**WHAT NEEDS TO BE DONE**
An exact retyping of all lines below is the answer; pictures do not belong in it.
=== EXTRACTED RECORDS ===
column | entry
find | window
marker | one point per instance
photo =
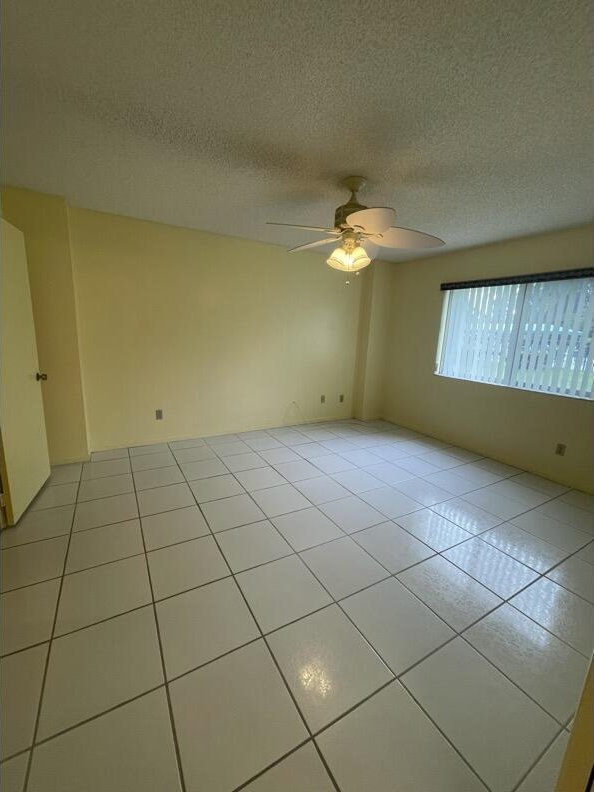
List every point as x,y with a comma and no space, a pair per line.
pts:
532,332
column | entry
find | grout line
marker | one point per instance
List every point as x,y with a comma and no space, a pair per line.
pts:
48,654
161,653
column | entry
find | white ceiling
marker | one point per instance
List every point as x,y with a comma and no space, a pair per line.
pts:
472,117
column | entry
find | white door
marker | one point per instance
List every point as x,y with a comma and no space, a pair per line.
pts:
24,459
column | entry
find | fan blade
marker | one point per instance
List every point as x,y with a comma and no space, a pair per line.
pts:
407,239
308,228
313,244
372,221
371,248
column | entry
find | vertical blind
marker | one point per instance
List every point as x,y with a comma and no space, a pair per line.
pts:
531,335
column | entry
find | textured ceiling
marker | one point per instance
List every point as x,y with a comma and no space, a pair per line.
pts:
471,117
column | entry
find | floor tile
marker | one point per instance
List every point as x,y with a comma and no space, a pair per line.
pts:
311,451
332,463
356,481
390,502
306,528
566,615
545,773
524,547
114,453
452,594
423,491
361,458
187,565
281,592
498,505
252,544
262,443
191,442
558,509
215,488
21,677
157,477
327,664
12,773
498,729
433,529
102,592
114,467
237,707
150,461
540,484
280,500
552,531
105,511
161,499
194,454
543,666
298,470
34,526
418,466
92,670
352,514
91,489
580,499
203,469
259,478
277,456
231,449
389,473
399,627
167,528
302,771
27,615
214,440
392,546
32,563
494,569
587,553
509,488
60,495
65,474
152,448
136,738
389,737
470,518
231,512
321,489
244,462
202,624
575,575
449,481
343,567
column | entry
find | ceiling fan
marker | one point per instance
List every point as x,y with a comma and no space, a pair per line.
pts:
360,231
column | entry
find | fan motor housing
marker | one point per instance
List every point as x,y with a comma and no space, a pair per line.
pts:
342,212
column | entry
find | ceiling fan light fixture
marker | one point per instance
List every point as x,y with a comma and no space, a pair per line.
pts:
348,260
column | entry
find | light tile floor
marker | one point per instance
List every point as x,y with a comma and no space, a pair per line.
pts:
348,606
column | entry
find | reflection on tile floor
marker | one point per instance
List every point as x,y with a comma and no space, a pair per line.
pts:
343,606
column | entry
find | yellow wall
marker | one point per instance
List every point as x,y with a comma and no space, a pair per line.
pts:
515,426
43,219
223,334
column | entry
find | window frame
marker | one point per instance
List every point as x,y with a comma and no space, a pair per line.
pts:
510,363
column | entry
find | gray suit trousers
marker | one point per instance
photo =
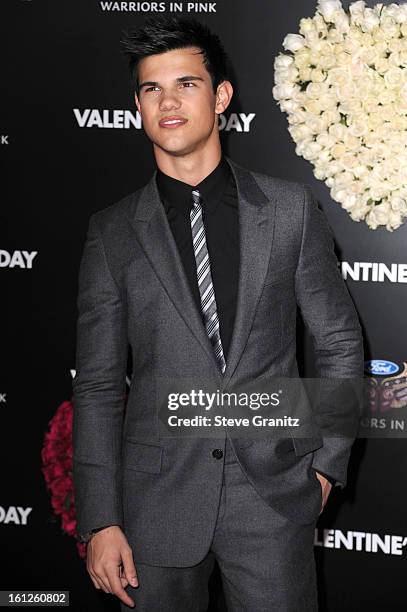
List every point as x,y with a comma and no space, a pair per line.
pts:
266,560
===
**EXERCISE ANSWER**
column | entry
find | window
marker | one point per instance
photo =
List every point as x,y with a comma and no space, a pair per line.
pts:
532,332
column | entry
find | grout line
marker | one point per instance
List every point as x,y with a comma and no space, a pair per line.
pts:
48,654
161,653
column | entry
find | white ceiling
marker | one point per instance
List every point as x,y with a comma and no space, a pair per line.
pts:
472,117
column | entry
find | white door
marker | one point per instance
List every point as x,y with a comma and no space, a pair per line.
pts:
24,459
column | entry
find | fan blade
marker | one point per instance
List every point as x,y with a comma and no space, a pair per line.
pts:
407,239
308,228
313,244
372,221
371,248
column | entry
find | vertical blind
marker | one point per instance
List every point as x,y with a comma and no space, a pair per line.
pts:
531,335
column | entry
find | textured ceiling
marker | one point per instance
List every point as x,y with a comma and no space, a pair per line.
pts:
471,117
column | entry
find | floor tile
marker | one point per instance
List every point as x,y with a comma and no space, a pair per line.
pts:
311,451
332,463
356,481
390,502
306,528
566,615
545,773
524,547
114,453
452,594
423,491
361,458
187,565
281,592
498,505
252,544
262,443
191,442
558,509
215,488
21,677
157,477
327,664
12,773
498,729
433,529
102,592
114,467
237,707
150,461
540,484
280,500
552,531
105,511
161,499
194,454
543,666
298,470
34,526
418,466
92,670
352,514
91,489
580,499
203,469
259,478
277,456
231,449
389,473
399,627
167,528
302,771
27,615
214,440
392,546
32,563
494,569
587,553
509,488
60,495
65,474
152,448
136,738
389,737
470,518
231,512
321,489
244,462
202,624
575,575
449,481
343,567
column | entry
find | ceiling fan
marker | one point per instance
List every point as x,y with a comma and no space, a pair per line.
pts:
360,231
column | entry
find | fan motor housing
marker | one point per instance
List every point as x,y with a comma and no space, a pair per line.
pts:
342,212
column | entry
find | ceiling fan light fixture
marker | one point per instance
List every point as x,y with a comma and no space, a pair per line.
pts:
348,260
column | entry
find | light tile floor
marker | one point per instance
List every point as x,y with a comma and no space, a pair per line.
pts:
348,606
column | entry
find | reflection on tile floor
marker | one point per instance
List every point as x,y with a comma and no space, a pair per line.
pts:
343,606
column | entry
find | yellow wall
marker | one point per instance
List every point as x,y with a comma and no space, a pair per line.
pts:
515,426
43,219
223,334
column | entry
find | window frame
marker | one point per instance
List every point as x,y with a comma and no space, a pair per line.
pts:
510,363
column | entry
find | gray suit trousers
marker | one point per instance
photo =
List every point as x,y with a comma and no space, a pair per line.
pts:
266,560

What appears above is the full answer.